*Exercise instructions*: Scale every coordinate in the answers of the lines below by 0.55, rounding each result to a whole number with halves going up. Give all the lines again with the new values, including the requests but leaving out the pictures.

Location identification items

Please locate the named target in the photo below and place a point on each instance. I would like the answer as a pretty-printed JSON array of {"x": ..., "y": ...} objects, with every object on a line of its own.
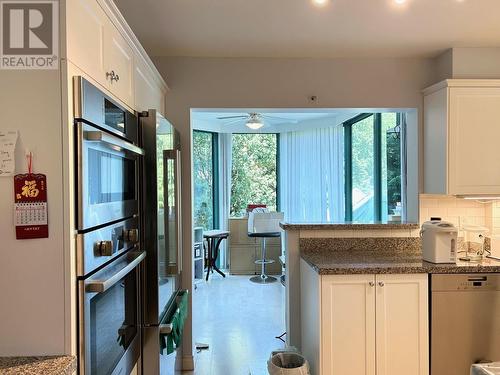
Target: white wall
[
  {"x": 32, "y": 278},
  {"x": 282, "y": 83}
]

*Solution below*:
Please locate the named target in the photo below and place a point on each instance. I would like the answer as a pretty-printed JSON array of {"x": ..., "y": ...} objects, with every object on a line of its own.
Target: white wall
[
  {"x": 18, "y": 153},
  {"x": 155, "y": 46}
]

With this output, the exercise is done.